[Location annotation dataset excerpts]
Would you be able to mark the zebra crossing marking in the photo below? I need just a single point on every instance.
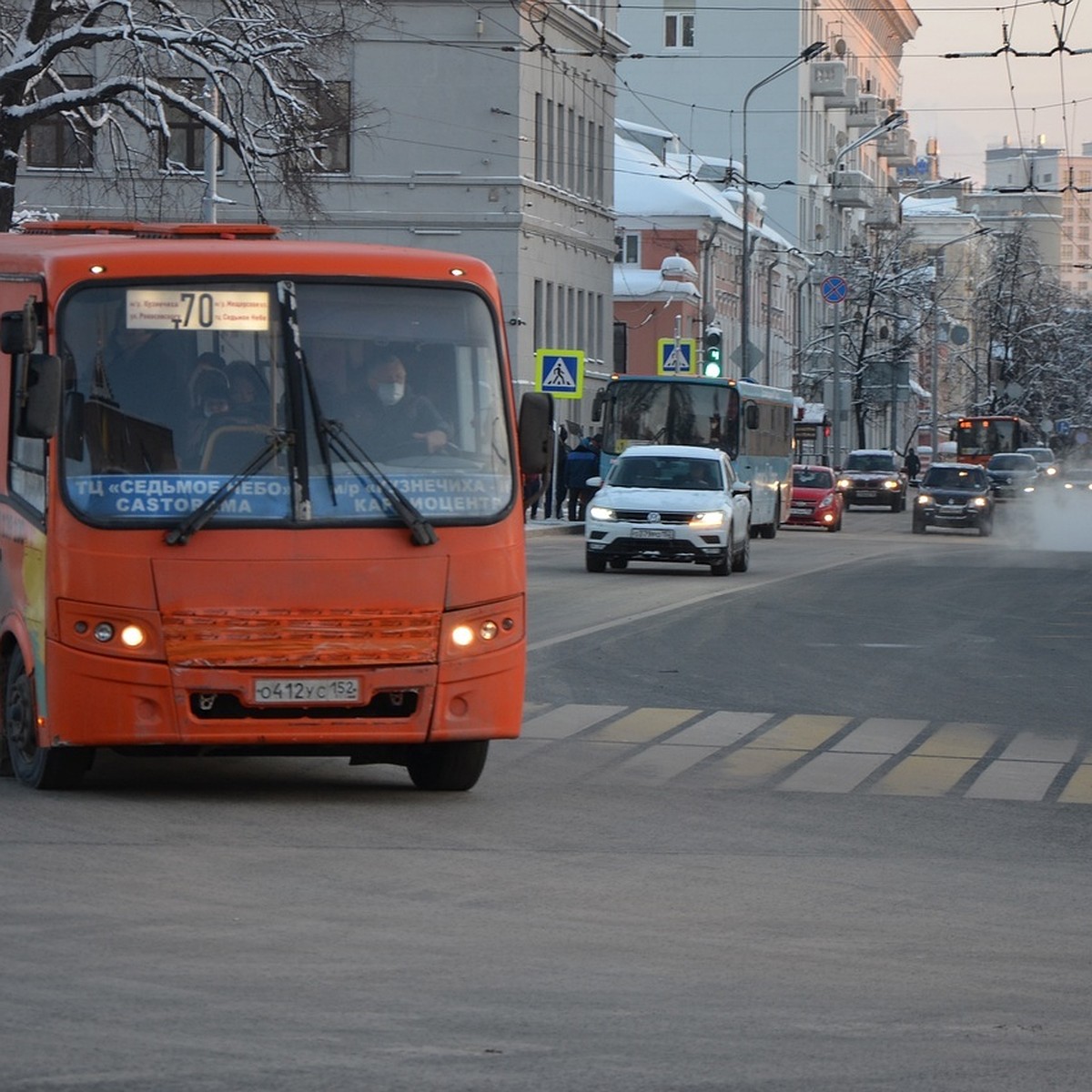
(806, 753)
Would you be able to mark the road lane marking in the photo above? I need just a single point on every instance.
(958, 741)
(1014, 781)
(568, 720)
(643, 725)
(656, 763)
(918, 775)
(1079, 787)
(830, 773)
(1032, 747)
(801, 732)
(721, 730)
(882, 736)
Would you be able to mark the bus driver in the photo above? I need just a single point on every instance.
(390, 420)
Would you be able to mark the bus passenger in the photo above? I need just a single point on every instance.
(389, 420)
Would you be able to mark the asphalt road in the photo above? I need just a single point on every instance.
(639, 895)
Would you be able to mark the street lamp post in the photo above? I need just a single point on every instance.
(891, 123)
(938, 268)
(808, 55)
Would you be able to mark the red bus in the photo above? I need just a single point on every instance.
(210, 541)
(977, 438)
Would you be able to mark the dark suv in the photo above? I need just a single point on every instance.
(873, 478)
(955, 495)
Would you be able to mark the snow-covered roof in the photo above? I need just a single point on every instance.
(656, 189)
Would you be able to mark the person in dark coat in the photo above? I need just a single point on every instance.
(583, 462)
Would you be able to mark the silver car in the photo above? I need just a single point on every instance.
(669, 502)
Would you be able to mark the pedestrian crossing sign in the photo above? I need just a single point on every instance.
(677, 358)
(561, 372)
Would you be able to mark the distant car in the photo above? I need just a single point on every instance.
(1077, 478)
(955, 495)
(1013, 474)
(1048, 468)
(873, 476)
(670, 502)
(816, 500)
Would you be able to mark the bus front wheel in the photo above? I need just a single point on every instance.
(33, 764)
(448, 768)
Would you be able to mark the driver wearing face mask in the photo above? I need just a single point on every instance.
(392, 420)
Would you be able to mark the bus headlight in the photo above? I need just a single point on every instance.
(481, 629)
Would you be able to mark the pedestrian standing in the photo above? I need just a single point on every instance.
(583, 463)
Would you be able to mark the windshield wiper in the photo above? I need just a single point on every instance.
(197, 519)
(333, 438)
(420, 531)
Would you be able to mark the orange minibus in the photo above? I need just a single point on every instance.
(262, 496)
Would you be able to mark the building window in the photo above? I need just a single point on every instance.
(64, 140)
(331, 101)
(628, 249)
(678, 30)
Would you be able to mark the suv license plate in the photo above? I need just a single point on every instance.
(341, 692)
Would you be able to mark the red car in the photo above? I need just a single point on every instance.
(816, 500)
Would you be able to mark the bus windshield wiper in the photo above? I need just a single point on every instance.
(420, 531)
(332, 438)
(197, 519)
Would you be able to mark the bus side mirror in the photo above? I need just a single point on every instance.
(38, 397)
(536, 420)
(19, 330)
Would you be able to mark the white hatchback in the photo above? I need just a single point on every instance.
(667, 502)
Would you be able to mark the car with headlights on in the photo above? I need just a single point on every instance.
(670, 502)
(873, 476)
(1013, 474)
(1049, 470)
(814, 500)
(955, 495)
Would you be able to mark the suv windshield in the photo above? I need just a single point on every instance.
(869, 461)
(1011, 463)
(173, 389)
(955, 478)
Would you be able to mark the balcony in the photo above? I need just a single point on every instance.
(846, 102)
(884, 216)
(866, 114)
(898, 148)
(828, 79)
(852, 189)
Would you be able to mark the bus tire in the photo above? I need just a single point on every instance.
(32, 764)
(448, 768)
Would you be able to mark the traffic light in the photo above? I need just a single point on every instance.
(713, 364)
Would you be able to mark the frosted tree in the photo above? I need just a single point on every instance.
(129, 71)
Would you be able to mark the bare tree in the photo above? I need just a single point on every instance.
(256, 75)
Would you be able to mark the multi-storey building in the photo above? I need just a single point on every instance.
(486, 129)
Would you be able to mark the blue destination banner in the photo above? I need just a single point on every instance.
(157, 496)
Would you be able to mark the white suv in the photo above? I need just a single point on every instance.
(667, 502)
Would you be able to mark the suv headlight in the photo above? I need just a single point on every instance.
(703, 521)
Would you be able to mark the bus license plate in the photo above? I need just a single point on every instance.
(342, 692)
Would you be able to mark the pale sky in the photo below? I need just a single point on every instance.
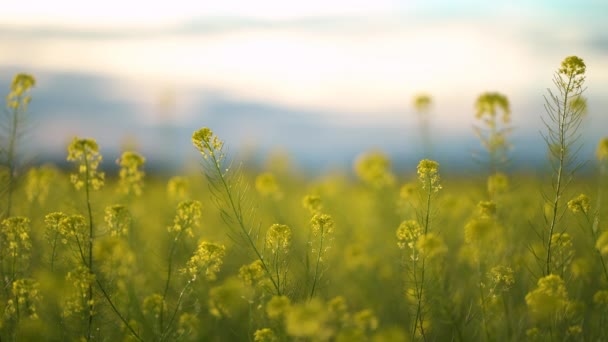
(345, 57)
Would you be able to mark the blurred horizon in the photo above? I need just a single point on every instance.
(321, 82)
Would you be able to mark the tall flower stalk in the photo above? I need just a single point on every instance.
(233, 193)
(17, 103)
(423, 245)
(562, 123)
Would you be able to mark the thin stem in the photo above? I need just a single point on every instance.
(558, 186)
(239, 217)
(169, 271)
(122, 318)
(314, 282)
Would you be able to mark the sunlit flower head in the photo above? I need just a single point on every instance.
(602, 149)
(85, 153)
(312, 203)
(208, 144)
(207, 259)
(266, 185)
(580, 204)
(278, 238)
(489, 104)
(428, 173)
(549, 299)
(18, 99)
(374, 168)
(131, 174)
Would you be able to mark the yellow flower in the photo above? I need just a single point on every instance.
(488, 105)
(277, 306)
(131, 175)
(408, 233)
(208, 258)
(431, 245)
(428, 173)
(251, 274)
(580, 204)
(264, 335)
(322, 224)
(85, 153)
(208, 144)
(374, 169)
(549, 299)
(266, 184)
(278, 238)
(118, 220)
(17, 97)
(177, 188)
(498, 183)
(187, 217)
(602, 149)
(313, 203)
(602, 243)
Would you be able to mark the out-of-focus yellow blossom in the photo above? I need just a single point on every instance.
(18, 98)
(278, 238)
(131, 175)
(312, 203)
(498, 184)
(153, 305)
(307, 320)
(81, 279)
(322, 225)
(187, 217)
(207, 258)
(488, 104)
(373, 168)
(266, 184)
(118, 220)
(264, 335)
(602, 243)
(178, 188)
(422, 103)
(549, 300)
(408, 233)
(431, 245)
(602, 150)
(580, 204)
(252, 274)
(208, 144)
(38, 183)
(428, 173)
(277, 306)
(25, 298)
(85, 153)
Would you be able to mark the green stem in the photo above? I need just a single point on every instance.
(558, 187)
(91, 237)
(239, 217)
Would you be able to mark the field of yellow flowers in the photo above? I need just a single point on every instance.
(232, 253)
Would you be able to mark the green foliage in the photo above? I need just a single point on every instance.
(123, 257)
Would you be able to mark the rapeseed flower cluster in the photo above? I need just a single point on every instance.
(38, 182)
(580, 204)
(131, 175)
(428, 174)
(187, 217)
(374, 169)
(207, 258)
(19, 98)
(208, 144)
(178, 188)
(118, 219)
(85, 153)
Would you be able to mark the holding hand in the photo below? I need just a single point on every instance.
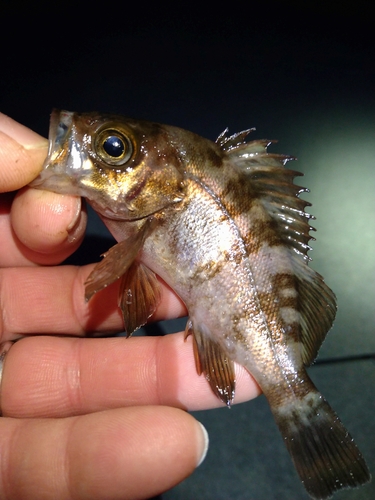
(83, 418)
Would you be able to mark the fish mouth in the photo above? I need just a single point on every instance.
(64, 158)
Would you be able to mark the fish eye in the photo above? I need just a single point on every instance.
(113, 147)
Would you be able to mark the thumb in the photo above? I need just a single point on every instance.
(22, 153)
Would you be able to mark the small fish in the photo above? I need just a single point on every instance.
(222, 223)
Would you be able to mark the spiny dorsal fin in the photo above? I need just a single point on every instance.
(270, 184)
(233, 141)
(211, 360)
(139, 296)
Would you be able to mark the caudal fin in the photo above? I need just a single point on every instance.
(323, 452)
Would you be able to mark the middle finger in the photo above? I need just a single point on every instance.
(57, 377)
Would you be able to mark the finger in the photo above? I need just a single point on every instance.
(51, 377)
(22, 153)
(42, 300)
(46, 228)
(130, 453)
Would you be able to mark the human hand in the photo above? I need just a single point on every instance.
(83, 418)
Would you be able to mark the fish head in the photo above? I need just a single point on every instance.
(127, 169)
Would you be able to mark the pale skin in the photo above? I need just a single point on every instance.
(120, 429)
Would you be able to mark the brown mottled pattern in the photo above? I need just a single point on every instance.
(230, 235)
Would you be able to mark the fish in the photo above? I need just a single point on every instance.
(223, 224)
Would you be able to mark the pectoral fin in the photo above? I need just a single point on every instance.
(116, 261)
(211, 360)
(139, 296)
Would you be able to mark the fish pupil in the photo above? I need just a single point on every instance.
(114, 146)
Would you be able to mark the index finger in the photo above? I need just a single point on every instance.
(22, 153)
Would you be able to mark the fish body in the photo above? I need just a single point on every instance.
(222, 223)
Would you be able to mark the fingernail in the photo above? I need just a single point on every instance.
(204, 443)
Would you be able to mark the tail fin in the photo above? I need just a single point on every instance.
(323, 452)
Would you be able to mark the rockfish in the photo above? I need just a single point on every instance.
(223, 225)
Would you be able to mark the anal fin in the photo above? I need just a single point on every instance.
(211, 360)
(139, 296)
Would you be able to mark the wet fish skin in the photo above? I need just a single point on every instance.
(224, 226)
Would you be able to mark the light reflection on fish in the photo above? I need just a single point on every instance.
(222, 223)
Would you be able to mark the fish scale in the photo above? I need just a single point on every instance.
(222, 223)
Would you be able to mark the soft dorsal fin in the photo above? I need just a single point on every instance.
(268, 181)
(211, 360)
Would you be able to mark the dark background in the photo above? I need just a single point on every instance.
(301, 72)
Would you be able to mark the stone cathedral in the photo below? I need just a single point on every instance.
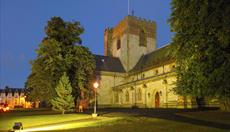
(133, 72)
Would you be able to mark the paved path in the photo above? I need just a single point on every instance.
(167, 114)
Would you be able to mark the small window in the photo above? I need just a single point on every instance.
(156, 72)
(116, 98)
(142, 38)
(118, 44)
(173, 67)
(139, 95)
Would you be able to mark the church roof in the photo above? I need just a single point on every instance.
(106, 63)
(155, 58)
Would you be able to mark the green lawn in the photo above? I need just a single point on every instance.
(111, 122)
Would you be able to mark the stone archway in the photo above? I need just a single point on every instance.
(157, 100)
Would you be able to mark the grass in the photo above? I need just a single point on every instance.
(37, 120)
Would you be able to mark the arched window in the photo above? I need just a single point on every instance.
(142, 38)
(127, 96)
(116, 97)
(118, 44)
(139, 95)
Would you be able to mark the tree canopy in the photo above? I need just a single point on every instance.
(60, 51)
(202, 48)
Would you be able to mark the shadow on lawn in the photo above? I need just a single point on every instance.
(167, 114)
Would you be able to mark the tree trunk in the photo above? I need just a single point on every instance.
(225, 104)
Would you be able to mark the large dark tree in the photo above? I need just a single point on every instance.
(60, 51)
(202, 48)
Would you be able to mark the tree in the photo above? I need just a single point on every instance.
(64, 101)
(202, 48)
(60, 52)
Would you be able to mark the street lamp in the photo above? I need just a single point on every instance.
(95, 85)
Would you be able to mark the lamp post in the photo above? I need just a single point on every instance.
(95, 85)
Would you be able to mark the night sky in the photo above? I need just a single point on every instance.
(23, 21)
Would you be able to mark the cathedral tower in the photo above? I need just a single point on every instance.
(131, 38)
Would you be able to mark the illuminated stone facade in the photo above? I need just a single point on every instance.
(14, 98)
(133, 72)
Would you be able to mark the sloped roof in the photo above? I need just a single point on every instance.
(106, 63)
(155, 58)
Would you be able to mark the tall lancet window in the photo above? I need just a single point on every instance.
(142, 38)
(127, 96)
(118, 44)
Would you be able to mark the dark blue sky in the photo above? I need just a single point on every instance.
(23, 21)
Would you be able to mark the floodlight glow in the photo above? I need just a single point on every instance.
(95, 85)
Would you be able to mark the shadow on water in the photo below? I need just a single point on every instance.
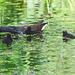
(21, 60)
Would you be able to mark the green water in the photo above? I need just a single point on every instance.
(40, 56)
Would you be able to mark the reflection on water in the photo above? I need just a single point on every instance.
(32, 54)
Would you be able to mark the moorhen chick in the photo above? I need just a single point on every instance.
(67, 35)
(39, 26)
(8, 40)
(28, 31)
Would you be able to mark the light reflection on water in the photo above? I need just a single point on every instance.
(32, 55)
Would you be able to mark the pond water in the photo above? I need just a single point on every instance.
(44, 54)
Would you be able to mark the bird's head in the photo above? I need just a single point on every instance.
(64, 31)
(9, 35)
(27, 29)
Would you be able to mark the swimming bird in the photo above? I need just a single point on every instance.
(67, 35)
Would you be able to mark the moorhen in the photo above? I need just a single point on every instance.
(67, 35)
(8, 40)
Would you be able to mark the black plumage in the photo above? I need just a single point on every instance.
(28, 31)
(8, 40)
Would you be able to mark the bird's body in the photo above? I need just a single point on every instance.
(7, 40)
(28, 31)
(67, 35)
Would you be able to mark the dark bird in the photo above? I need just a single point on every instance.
(39, 26)
(67, 35)
(8, 40)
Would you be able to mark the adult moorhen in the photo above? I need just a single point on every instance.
(28, 31)
(8, 40)
(67, 35)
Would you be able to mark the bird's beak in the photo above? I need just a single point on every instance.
(25, 27)
(25, 30)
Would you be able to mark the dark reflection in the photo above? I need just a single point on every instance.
(13, 8)
(36, 37)
(8, 40)
(65, 40)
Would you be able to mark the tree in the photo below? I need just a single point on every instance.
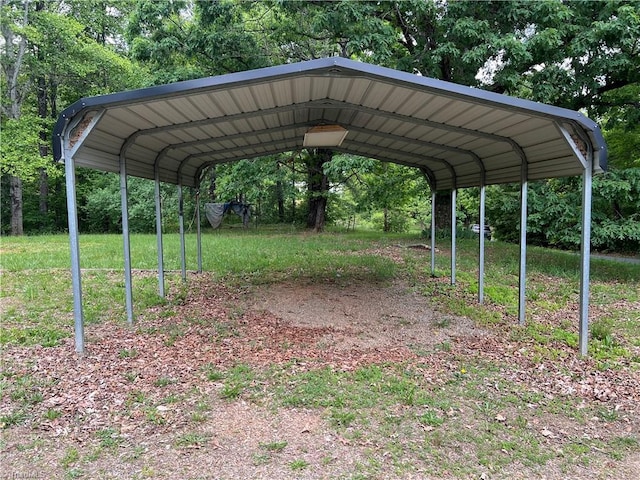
(48, 60)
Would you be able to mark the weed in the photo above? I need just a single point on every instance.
(197, 417)
(52, 414)
(191, 440)
(298, 464)
(442, 322)
(275, 446)
(109, 438)
(71, 456)
(164, 381)
(13, 418)
(127, 353)
(341, 418)
(231, 391)
(431, 419)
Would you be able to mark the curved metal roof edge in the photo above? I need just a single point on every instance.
(328, 64)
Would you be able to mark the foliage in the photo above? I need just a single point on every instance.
(20, 147)
(555, 212)
(102, 211)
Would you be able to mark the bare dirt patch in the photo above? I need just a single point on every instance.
(361, 316)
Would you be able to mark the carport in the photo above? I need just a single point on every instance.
(457, 136)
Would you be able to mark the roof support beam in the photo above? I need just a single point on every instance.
(72, 213)
(124, 203)
(523, 243)
(183, 258)
(571, 142)
(585, 254)
(433, 232)
(453, 235)
(160, 248)
(481, 244)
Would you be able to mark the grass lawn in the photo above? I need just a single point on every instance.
(207, 385)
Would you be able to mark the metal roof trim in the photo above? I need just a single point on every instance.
(331, 66)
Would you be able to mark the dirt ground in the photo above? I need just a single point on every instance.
(342, 324)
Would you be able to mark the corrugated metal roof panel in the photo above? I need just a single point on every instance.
(393, 115)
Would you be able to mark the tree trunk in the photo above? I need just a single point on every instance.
(443, 210)
(318, 188)
(15, 193)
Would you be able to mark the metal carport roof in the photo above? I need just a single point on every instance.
(459, 136)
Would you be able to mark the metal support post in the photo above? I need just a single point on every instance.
(453, 236)
(74, 241)
(523, 246)
(585, 256)
(158, 202)
(183, 259)
(433, 232)
(481, 247)
(198, 231)
(124, 202)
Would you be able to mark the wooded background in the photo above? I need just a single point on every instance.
(580, 55)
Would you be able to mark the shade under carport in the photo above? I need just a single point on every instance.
(458, 136)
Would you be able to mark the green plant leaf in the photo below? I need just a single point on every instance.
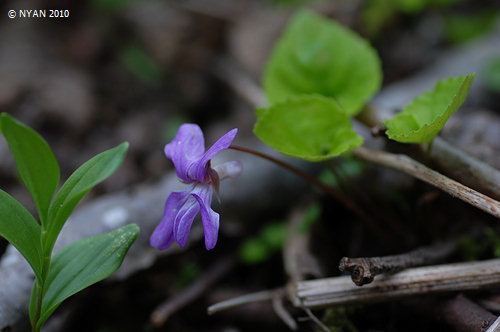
(426, 115)
(317, 55)
(35, 161)
(19, 227)
(78, 184)
(84, 263)
(310, 127)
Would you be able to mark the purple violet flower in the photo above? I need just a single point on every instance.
(192, 165)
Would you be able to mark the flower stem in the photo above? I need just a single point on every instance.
(344, 200)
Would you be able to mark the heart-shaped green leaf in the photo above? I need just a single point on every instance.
(316, 55)
(35, 161)
(78, 184)
(82, 264)
(309, 127)
(19, 227)
(426, 115)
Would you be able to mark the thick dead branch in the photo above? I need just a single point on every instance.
(474, 172)
(427, 280)
(465, 315)
(407, 165)
(364, 269)
(462, 166)
(495, 326)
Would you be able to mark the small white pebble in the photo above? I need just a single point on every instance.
(115, 217)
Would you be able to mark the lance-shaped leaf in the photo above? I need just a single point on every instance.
(82, 264)
(426, 115)
(309, 127)
(19, 227)
(78, 184)
(318, 55)
(35, 161)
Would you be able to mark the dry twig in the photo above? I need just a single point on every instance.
(363, 270)
(465, 315)
(407, 165)
(327, 292)
(483, 173)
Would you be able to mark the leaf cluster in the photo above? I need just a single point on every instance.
(83, 262)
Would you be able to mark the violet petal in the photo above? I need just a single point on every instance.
(185, 149)
(209, 218)
(197, 170)
(184, 220)
(163, 235)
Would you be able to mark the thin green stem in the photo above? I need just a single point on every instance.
(345, 201)
(47, 254)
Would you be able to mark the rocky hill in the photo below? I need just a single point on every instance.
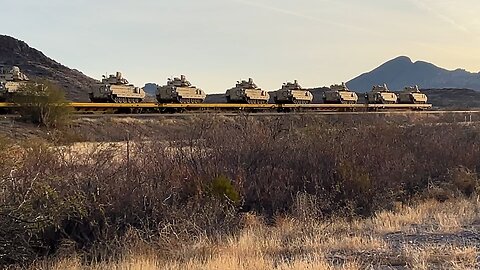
(38, 66)
(401, 71)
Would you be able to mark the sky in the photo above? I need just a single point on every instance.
(217, 42)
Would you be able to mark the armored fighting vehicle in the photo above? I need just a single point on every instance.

### Set problem
With the pictures left out, please output each line from the one containing "Would you be able to mark the lance-shaped" through the end of the entries, exactly as it is.

### Reply to the exercise
Would you be able to mark the lance-shaped leaf in the photo above? I need just a single point on every instance.
(82, 264)
(426, 115)
(309, 127)
(19, 227)
(78, 184)
(318, 55)
(35, 161)
Would you be able to mark the dry twig in the photo above? I need just a single point on every instance.
(363, 270)
(465, 315)
(407, 165)
(327, 292)
(483, 173)
Would you be able to mark the leaf cluster in the photo above? I need just a single point on every instance.
(83, 262)
Would you be able to mark the violet petal in the photo above? I need just a single point on every instance.
(185, 149)
(209, 218)
(197, 170)
(184, 220)
(163, 235)
Would you be able to mark the thin green stem in the photo above? I need just a single point on every instance.
(345, 201)
(47, 254)
Would you be able to mark the rocky hill in the photo below? I need just a single point on every instance.
(38, 66)
(401, 71)
Would you be able to mark the sky in the photo above? I need just a single point on every instance.
(217, 42)
Would you be able to mark the armored fighting vehicle in the photo above? I need just a single point on every instance.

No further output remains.